» **Brief**
Every line from the one with "Thank you for the photo. Could you please identify the row" through the end of the entries below should be written out exactly; the pictures should not.

——

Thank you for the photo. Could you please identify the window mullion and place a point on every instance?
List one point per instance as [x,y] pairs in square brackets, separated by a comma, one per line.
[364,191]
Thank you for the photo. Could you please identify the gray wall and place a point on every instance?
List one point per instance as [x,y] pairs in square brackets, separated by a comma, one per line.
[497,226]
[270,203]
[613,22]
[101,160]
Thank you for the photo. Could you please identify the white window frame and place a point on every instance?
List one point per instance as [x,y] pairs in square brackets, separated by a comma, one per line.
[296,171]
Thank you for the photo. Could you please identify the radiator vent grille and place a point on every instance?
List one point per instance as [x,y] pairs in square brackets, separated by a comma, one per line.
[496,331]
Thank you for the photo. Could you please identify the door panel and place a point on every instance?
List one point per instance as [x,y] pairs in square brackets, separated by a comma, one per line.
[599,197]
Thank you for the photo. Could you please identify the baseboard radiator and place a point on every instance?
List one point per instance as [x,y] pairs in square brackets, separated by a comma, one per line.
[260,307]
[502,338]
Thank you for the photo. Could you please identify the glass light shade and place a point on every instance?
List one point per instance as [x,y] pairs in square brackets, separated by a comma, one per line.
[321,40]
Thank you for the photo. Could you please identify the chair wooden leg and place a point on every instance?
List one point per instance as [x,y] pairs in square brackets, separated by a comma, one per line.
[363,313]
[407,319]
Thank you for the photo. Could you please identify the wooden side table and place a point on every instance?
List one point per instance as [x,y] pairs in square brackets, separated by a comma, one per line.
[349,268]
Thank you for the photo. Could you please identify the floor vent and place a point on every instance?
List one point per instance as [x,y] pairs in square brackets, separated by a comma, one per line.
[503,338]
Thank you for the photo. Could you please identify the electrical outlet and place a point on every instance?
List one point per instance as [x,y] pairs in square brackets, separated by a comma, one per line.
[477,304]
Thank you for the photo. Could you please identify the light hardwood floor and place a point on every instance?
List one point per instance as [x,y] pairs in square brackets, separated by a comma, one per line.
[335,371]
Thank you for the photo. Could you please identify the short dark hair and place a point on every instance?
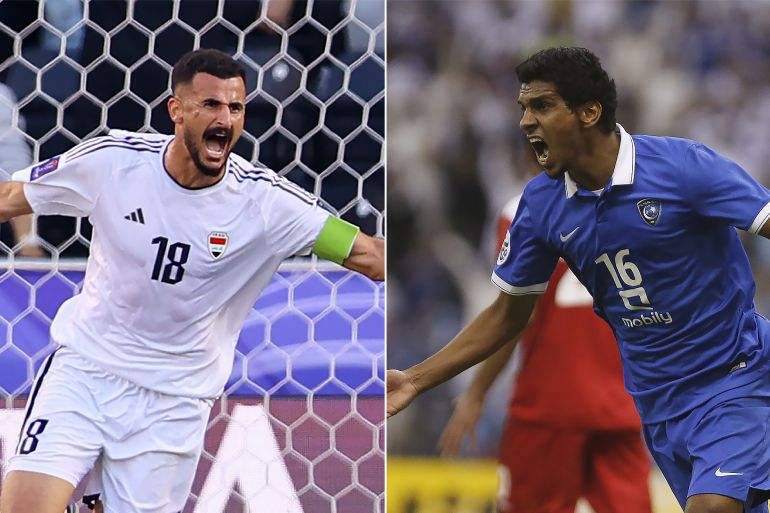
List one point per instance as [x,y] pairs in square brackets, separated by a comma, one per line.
[578,76]
[205,60]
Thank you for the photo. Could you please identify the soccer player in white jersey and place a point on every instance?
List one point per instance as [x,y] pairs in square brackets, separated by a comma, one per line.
[186,236]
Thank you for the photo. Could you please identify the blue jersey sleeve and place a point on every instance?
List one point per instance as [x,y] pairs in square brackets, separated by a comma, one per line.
[526,261]
[720,189]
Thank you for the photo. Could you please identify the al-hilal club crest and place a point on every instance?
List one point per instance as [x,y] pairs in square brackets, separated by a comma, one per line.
[650,211]
[217,244]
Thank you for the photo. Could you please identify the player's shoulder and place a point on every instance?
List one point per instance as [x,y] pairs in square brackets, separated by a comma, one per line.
[509,209]
[260,182]
[118,146]
[669,156]
[666,147]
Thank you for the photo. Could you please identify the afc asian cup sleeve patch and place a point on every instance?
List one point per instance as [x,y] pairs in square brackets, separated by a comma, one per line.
[44,168]
[505,251]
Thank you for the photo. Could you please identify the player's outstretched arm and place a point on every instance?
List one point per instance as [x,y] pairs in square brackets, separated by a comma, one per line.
[13,202]
[499,323]
[470,404]
[367,257]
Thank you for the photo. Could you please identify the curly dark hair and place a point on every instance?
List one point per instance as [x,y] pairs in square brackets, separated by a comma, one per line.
[205,60]
[578,76]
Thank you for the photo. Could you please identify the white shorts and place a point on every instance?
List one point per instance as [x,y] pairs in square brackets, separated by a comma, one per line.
[148,443]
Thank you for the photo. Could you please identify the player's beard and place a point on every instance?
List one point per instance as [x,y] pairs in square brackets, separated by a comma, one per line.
[194,149]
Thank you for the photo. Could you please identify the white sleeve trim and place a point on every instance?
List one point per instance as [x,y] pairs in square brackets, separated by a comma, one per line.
[518,291]
[761,218]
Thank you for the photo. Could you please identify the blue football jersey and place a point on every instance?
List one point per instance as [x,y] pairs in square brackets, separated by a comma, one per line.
[658,250]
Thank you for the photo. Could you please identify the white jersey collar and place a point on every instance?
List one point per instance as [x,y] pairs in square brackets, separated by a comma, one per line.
[623,174]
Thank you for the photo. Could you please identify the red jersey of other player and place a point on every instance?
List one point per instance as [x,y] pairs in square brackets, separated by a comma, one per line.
[570,373]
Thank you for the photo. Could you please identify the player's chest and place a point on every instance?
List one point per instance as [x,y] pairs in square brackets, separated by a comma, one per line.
[619,227]
[172,241]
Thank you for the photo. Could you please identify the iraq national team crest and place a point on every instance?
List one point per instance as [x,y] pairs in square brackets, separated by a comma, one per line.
[217,244]
[650,211]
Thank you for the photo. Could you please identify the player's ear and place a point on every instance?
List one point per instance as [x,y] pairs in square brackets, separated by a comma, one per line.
[589,113]
[175,111]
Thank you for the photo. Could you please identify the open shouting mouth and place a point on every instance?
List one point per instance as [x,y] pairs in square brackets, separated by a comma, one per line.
[216,141]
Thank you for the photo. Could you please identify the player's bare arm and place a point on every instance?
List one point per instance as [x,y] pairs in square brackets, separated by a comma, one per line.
[344,244]
[367,256]
[13,202]
[500,323]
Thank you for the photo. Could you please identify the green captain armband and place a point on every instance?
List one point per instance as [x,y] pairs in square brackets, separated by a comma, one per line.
[335,240]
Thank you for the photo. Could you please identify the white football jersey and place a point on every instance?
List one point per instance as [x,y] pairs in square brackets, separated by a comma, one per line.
[173,272]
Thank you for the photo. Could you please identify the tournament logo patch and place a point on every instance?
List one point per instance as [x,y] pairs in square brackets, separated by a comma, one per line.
[217,244]
[650,211]
[44,168]
[505,251]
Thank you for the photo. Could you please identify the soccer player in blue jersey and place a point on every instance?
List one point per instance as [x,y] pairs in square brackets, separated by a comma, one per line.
[648,225]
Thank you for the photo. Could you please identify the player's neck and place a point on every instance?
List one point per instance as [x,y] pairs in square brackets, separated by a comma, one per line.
[594,166]
[183,170]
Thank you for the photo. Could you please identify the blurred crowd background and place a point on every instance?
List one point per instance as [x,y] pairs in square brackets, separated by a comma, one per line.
[71,70]
[456,155]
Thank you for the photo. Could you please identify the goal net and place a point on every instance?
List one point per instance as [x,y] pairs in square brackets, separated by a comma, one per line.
[300,426]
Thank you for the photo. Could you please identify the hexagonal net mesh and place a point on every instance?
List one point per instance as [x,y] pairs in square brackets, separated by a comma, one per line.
[300,425]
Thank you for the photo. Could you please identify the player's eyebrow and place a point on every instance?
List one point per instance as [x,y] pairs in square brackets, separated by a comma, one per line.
[217,103]
[535,96]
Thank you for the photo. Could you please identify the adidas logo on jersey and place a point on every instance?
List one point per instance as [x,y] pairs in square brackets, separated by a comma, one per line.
[135,216]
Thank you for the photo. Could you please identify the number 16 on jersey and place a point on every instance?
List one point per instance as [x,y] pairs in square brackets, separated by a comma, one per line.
[626,274]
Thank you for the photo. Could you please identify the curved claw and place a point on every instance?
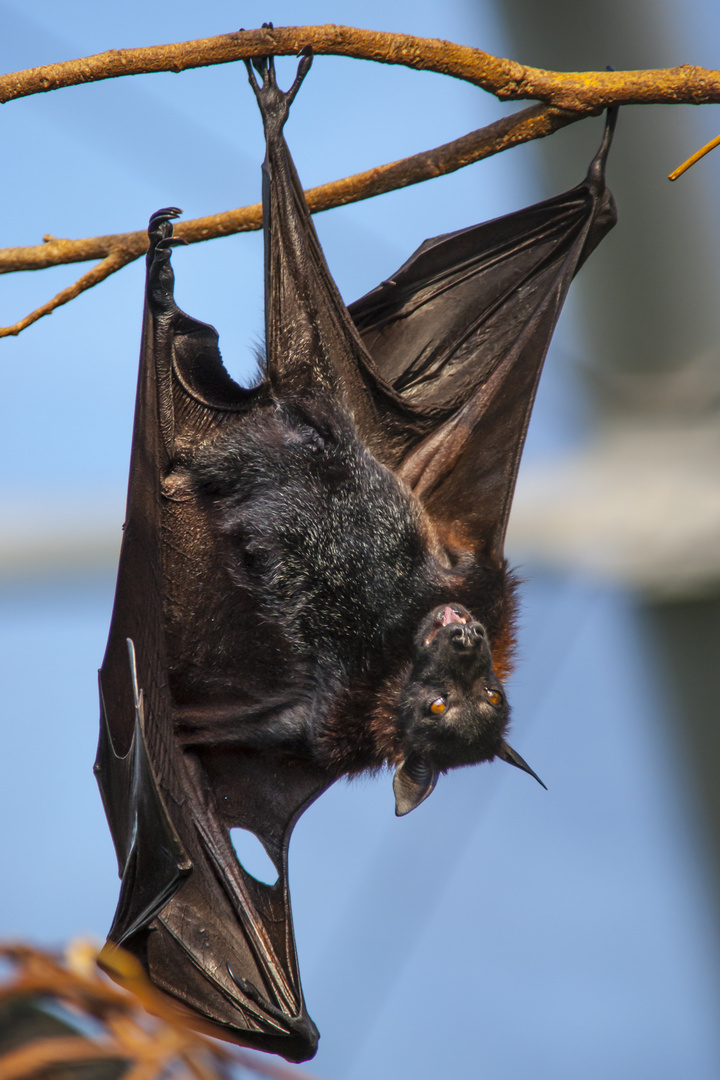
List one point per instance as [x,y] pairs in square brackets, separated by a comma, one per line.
[164,215]
[275,103]
[160,228]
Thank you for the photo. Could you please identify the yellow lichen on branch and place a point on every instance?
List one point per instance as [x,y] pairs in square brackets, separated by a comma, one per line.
[567,96]
[117,251]
[506,79]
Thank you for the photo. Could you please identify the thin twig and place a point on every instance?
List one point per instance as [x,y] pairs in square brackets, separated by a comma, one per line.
[94,277]
[119,250]
[695,157]
[506,79]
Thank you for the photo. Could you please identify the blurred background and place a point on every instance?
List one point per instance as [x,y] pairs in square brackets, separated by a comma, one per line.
[499,930]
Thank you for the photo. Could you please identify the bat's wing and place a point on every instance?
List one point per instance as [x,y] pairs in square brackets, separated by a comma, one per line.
[207,932]
[460,334]
[438,365]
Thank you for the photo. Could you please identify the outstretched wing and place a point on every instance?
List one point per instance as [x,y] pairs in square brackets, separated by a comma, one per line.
[207,932]
[460,335]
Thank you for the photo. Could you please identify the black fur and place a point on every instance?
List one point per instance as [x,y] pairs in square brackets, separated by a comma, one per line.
[341,561]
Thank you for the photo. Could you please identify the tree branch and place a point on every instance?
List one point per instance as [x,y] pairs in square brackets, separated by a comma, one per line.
[568,96]
[119,250]
[506,79]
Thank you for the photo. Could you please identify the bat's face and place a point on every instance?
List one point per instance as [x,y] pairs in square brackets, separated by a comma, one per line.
[453,710]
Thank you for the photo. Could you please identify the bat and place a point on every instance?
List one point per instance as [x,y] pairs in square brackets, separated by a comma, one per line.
[312,579]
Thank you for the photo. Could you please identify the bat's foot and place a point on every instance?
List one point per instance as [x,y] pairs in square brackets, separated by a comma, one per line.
[275,103]
[161,280]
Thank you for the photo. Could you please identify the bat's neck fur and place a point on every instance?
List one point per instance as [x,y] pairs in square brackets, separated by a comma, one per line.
[337,564]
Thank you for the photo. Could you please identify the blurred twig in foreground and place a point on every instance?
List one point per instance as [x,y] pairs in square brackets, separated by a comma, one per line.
[60,1018]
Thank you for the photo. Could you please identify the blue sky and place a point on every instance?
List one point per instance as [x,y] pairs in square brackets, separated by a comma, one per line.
[499,930]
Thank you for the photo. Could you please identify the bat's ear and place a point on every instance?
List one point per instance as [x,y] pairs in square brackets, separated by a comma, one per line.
[415,780]
[510,755]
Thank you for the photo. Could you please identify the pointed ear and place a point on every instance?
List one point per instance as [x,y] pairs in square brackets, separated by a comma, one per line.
[415,780]
[510,755]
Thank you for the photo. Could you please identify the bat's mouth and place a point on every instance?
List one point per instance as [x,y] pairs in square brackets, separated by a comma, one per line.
[444,617]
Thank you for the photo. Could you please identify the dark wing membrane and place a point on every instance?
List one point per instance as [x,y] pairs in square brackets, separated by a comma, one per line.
[206,931]
[460,334]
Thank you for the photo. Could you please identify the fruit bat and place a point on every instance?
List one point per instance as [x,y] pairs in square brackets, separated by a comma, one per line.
[312,579]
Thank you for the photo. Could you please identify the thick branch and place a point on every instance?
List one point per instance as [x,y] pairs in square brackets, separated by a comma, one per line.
[119,250]
[505,79]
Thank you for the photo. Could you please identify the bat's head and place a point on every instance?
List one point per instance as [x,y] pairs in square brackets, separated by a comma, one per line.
[453,710]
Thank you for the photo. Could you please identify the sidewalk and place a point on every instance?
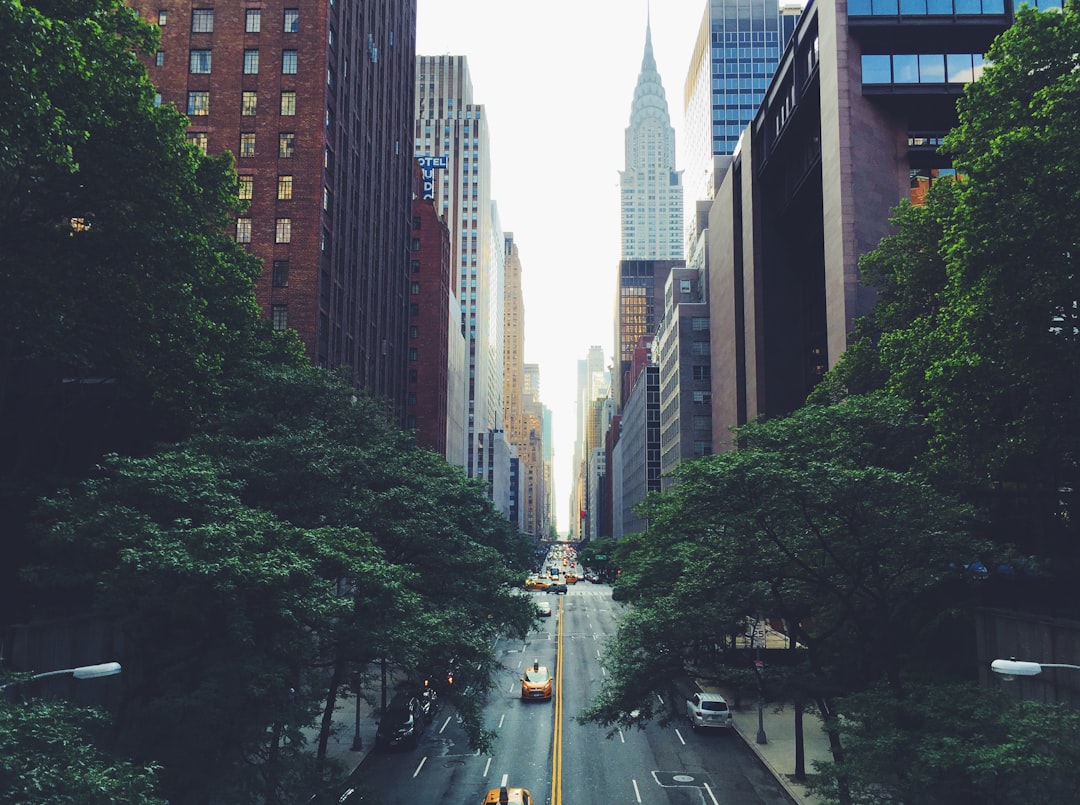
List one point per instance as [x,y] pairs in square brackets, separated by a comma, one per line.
[778,752]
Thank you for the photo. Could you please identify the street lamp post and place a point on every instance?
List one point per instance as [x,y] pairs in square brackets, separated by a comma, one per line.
[82,672]
[1014,667]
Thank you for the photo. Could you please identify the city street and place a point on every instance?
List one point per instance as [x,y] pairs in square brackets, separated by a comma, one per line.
[541,747]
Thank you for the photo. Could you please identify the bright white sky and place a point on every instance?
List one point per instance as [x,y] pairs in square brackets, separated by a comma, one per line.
[556,80]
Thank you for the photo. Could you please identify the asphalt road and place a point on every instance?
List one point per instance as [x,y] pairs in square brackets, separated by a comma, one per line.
[541,747]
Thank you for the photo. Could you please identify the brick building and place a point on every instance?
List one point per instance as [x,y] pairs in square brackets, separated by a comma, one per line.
[315,102]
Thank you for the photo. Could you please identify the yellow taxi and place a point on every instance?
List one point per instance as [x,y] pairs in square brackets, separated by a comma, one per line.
[536,682]
[511,795]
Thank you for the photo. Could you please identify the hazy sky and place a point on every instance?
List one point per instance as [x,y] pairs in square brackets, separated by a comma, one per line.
[556,80]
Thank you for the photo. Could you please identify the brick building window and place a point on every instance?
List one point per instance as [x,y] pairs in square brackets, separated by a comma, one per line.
[286,145]
[199,62]
[202,21]
[199,141]
[198,103]
[280,273]
[279,317]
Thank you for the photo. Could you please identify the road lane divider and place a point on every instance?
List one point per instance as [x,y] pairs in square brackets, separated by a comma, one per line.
[556,750]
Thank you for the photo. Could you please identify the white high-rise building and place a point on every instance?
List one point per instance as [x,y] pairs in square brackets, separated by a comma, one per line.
[448,123]
[650,187]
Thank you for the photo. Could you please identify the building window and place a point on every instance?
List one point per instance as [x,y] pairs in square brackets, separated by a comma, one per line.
[279,317]
[280,273]
[199,103]
[202,21]
[199,141]
[199,62]
[286,144]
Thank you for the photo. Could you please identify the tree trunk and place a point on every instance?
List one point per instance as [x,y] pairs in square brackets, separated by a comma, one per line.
[800,750]
[327,722]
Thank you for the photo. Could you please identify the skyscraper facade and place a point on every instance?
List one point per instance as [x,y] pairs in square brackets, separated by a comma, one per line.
[448,123]
[736,53]
[650,187]
[314,99]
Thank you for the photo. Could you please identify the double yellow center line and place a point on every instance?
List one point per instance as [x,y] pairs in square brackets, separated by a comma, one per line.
[556,749]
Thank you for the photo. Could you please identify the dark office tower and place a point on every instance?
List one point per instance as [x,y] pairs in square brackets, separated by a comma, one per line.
[639,305]
[315,102]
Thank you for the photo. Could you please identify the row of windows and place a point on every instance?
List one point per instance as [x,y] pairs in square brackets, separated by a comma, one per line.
[284,187]
[199,103]
[283,230]
[922,68]
[202,21]
[200,62]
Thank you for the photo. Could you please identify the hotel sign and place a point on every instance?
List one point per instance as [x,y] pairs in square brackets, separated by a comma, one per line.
[428,165]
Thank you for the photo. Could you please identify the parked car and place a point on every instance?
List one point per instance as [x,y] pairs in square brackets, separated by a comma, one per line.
[707,710]
[402,724]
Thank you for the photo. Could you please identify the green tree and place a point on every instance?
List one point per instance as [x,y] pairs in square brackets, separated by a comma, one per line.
[956,743]
[50,755]
[820,521]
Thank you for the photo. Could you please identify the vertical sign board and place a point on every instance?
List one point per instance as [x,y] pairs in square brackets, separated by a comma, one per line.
[428,165]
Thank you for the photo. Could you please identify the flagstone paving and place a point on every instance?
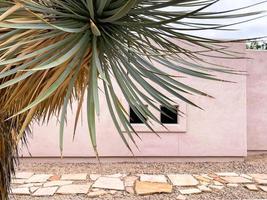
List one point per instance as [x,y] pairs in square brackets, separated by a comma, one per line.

——

» **Answer to this problem**
Thank you for the photo. Could you please identify the row of windows and place a point on every instance?
List one point per instance as [x,y] pairs in square brackets, separated by a comma, one per line.
[284,187]
[199,103]
[283,230]
[922,68]
[202,21]
[200,62]
Thank you for the photo. Could you please identify the hotel sign and place a point on every instance?
List one point per instance as [x,y] pairs in square brackets, separated by a comma, one per line.
[428,165]
Thank you for the photo. Could you please identify the parked car and place a point on every instance?
List one point per instance as [x,y] pairs in square brackets, separated by a comma, one per line.
[707,710]
[402,724]
Thank you for the photo. Could you please identify the green tree and place a point on every instance?
List one point per instance as [x,y] pairs in square brackets, separated by a comma, one per line.
[956,743]
[50,755]
[820,521]
Thank you for the photo. Could you please identify the vertical sign board and place a point on every instance?
List one point per instance as [x,y] pairs in square brackets, separated by a comma, one per line.
[428,165]
Thank you for the photo. Could you please identify the flagstone paving and place a point on every instance?
List one point per instance as [x,y] pairs in square brackets, separated by a comma, one per line.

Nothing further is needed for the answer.